**YOUR GOAL**
Show all lines of the entries in which the word "target" is found.

—————

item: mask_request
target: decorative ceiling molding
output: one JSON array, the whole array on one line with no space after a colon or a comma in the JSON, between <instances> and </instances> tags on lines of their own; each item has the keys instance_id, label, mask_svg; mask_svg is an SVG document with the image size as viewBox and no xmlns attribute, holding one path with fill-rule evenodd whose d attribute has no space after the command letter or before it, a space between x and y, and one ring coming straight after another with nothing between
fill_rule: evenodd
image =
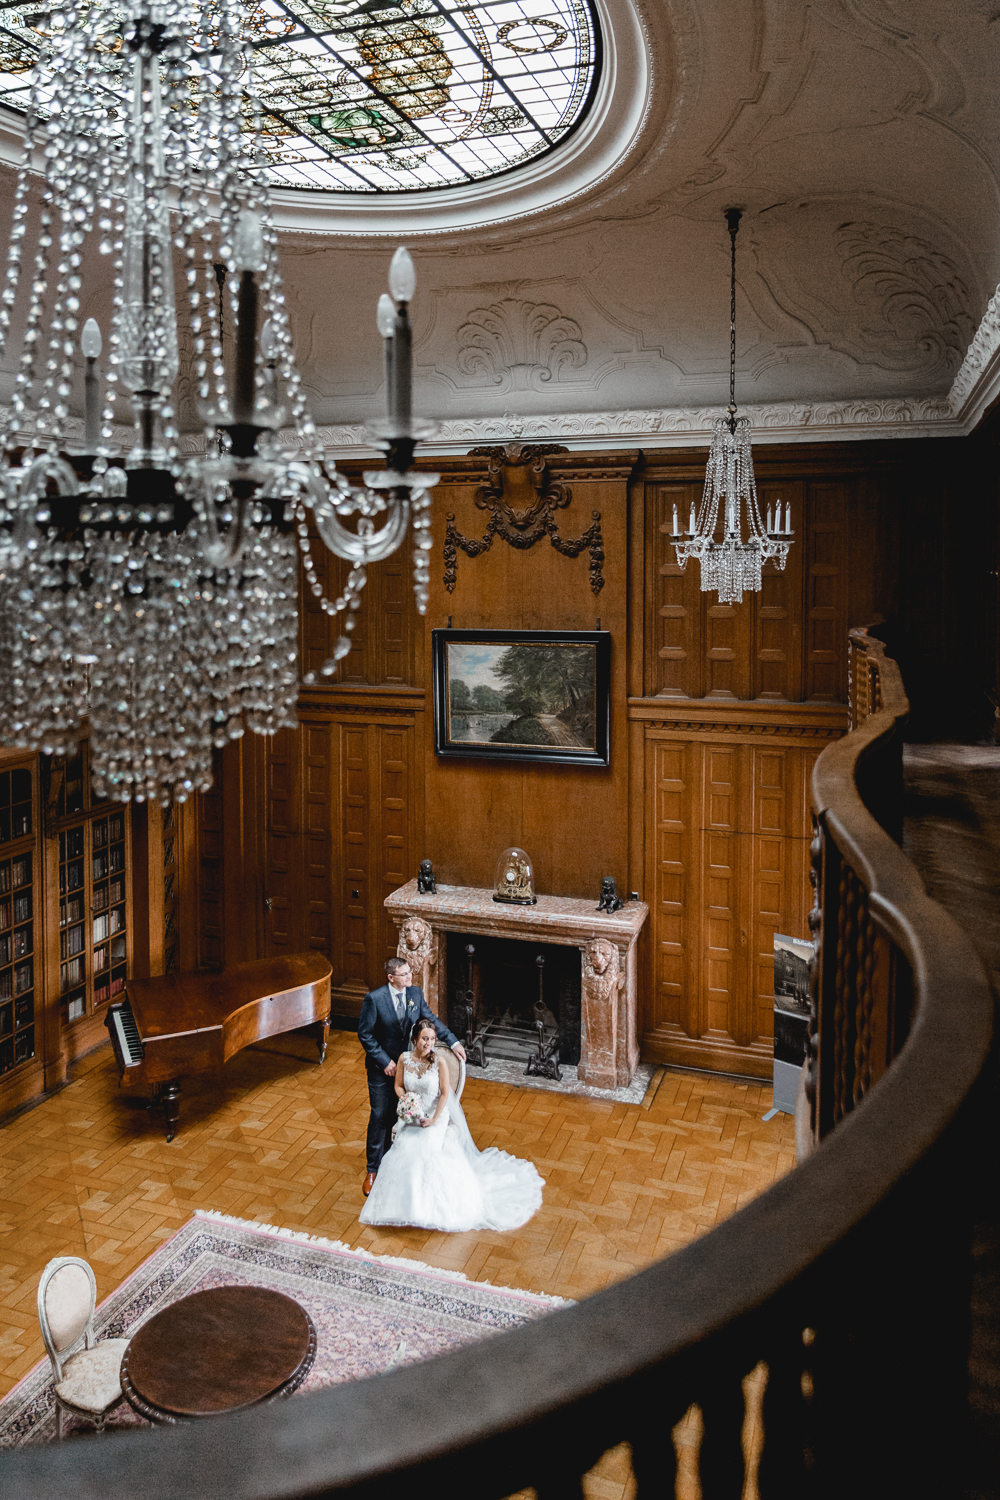
<instances>
[{"instance_id":1,"label":"decorative ceiling molding","mask_svg":"<svg viewBox=\"0 0 1000 1500\"><path fill-rule=\"evenodd\" d=\"M968 428L954 416L947 396L884 401L776 402L741 406L761 443L849 442L859 438L961 437ZM712 437L717 406L667 407L625 411L566 412L522 418L454 418L439 424L433 442L421 444L427 455L464 452L473 443L526 439L558 441L579 448L643 446L704 448ZM361 423L319 427L331 454L345 457L371 453Z\"/></svg>"},{"instance_id":2,"label":"decorative ceiling molding","mask_svg":"<svg viewBox=\"0 0 1000 1500\"><path fill-rule=\"evenodd\" d=\"M835 243L866 312L861 339L879 365L919 369L921 375L957 372L975 325L969 288L955 262L919 235L889 224L842 224Z\"/></svg>"},{"instance_id":3,"label":"decorative ceiling molding","mask_svg":"<svg viewBox=\"0 0 1000 1500\"><path fill-rule=\"evenodd\" d=\"M547 302L504 297L474 307L458 330L458 368L499 394L536 391L587 363L579 323Z\"/></svg>"},{"instance_id":4,"label":"decorative ceiling molding","mask_svg":"<svg viewBox=\"0 0 1000 1500\"><path fill-rule=\"evenodd\" d=\"M571 320L563 320L568 322ZM982 322L969 345L947 396L891 397L859 401L777 401L740 407L750 418L759 443L850 442L860 438L967 437L986 408L1000 396L1000 286L990 299ZM553 440L570 449L635 447L647 441L672 448L701 448L711 441L718 406L647 407L621 411L562 412L522 417L509 411L498 417L455 417L439 423L433 442L421 445L427 455L464 453L470 443L506 443L528 439ZM317 428L320 442L331 455L371 455L362 422ZM113 443L127 451L134 436L131 425L116 423ZM69 445L79 446L83 423L71 418ZM16 445L32 441L16 431ZM293 447L292 435L282 433ZM182 433L181 451L200 453L200 432Z\"/></svg>"},{"instance_id":5,"label":"decorative ceiling molding","mask_svg":"<svg viewBox=\"0 0 1000 1500\"><path fill-rule=\"evenodd\" d=\"M1000 286L990 298L948 400L972 431L986 408L1000 396Z\"/></svg>"},{"instance_id":6,"label":"decorative ceiling molding","mask_svg":"<svg viewBox=\"0 0 1000 1500\"><path fill-rule=\"evenodd\" d=\"M1000 325L998 325L1000 327ZM998 336L1000 346L1000 336ZM1000 378L1000 359L997 360ZM741 406L740 412L753 423L758 443L850 442L859 438L963 437L971 431L953 415L948 397L900 398L891 401L776 402L770 406ZM667 407L624 411L562 412L522 418L509 412L499 417L460 417L438 423L438 434L421 443L420 453L465 453L473 443L508 443L519 440L558 441L571 450L581 448L634 448L637 444L670 448L705 448L711 442L717 406ZM375 450L367 441L363 422L317 426L320 442L331 457L370 457ZM71 421L67 437L78 446L83 423ZM131 426L116 425L113 442L122 450L132 446ZM281 434L286 447L297 446L291 432ZM17 434L15 442L30 441ZM202 451L200 432L180 435L181 452ZM419 456L419 455L418 455Z\"/></svg>"}]
</instances>

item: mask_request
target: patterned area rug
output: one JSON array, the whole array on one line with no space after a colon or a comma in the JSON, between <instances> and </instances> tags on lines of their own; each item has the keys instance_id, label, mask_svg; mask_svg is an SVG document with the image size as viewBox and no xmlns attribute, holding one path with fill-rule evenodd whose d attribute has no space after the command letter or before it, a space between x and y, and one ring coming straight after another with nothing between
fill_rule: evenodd
<instances>
[{"instance_id":1,"label":"patterned area rug","mask_svg":"<svg viewBox=\"0 0 1000 1500\"><path fill-rule=\"evenodd\" d=\"M126 1338L168 1303L215 1286L265 1286L294 1297L316 1325L316 1362L303 1391L364 1380L543 1317L569 1303L467 1281L419 1261L350 1250L267 1224L196 1213L97 1310L99 1338ZM292 1398L294 1399L294 1397ZM109 1427L145 1427L128 1406ZM69 1435L77 1426L67 1421ZM93 1429L79 1424L81 1435ZM0 1401L0 1447L55 1436L46 1358Z\"/></svg>"}]
</instances>

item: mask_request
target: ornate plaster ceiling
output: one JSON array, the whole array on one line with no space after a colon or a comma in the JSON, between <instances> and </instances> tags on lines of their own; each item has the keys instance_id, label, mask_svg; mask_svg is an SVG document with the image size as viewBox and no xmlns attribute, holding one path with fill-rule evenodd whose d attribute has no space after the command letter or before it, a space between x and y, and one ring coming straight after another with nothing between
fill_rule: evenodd
<instances>
[{"instance_id":1,"label":"ornate plaster ceiling","mask_svg":"<svg viewBox=\"0 0 1000 1500\"><path fill-rule=\"evenodd\" d=\"M737 398L765 435L962 430L949 392L967 412L997 342L994 318L956 385L1000 281L1000 6L605 0L605 18L637 22L646 57L631 76L620 59L602 126L624 132L619 160L592 158L596 180L577 156L548 206L508 187L436 228L397 198L385 233L335 205L286 232L331 441L356 444L381 411L375 305L400 240L417 262L417 406L449 445L519 423L704 441L727 396L730 206Z\"/></svg>"},{"instance_id":2,"label":"ornate plaster ceiling","mask_svg":"<svg viewBox=\"0 0 1000 1500\"><path fill-rule=\"evenodd\" d=\"M534 428L723 406L723 210L738 205L741 404L805 404L815 421L818 403L869 403L875 426L901 398L911 420L940 412L1000 280L1000 10L636 8L650 83L626 160L546 211L409 237L421 408L453 423L510 412ZM322 422L379 409L387 250L348 236L286 245Z\"/></svg>"}]
</instances>

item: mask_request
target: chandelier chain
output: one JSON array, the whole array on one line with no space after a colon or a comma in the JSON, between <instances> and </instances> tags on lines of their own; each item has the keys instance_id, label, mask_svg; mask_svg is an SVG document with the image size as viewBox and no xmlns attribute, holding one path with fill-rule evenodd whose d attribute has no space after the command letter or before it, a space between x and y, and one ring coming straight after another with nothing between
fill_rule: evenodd
<instances>
[{"instance_id":1,"label":"chandelier chain","mask_svg":"<svg viewBox=\"0 0 1000 1500\"><path fill-rule=\"evenodd\" d=\"M735 432L736 418L736 235L740 219L738 208L726 210L729 225L729 430Z\"/></svg>"}]
</instances>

—————

**ANSWER SECTION**
target: decorative ceiling molding
target: patterned area rug
target: ornate plaster ceiling
target: chandelier chain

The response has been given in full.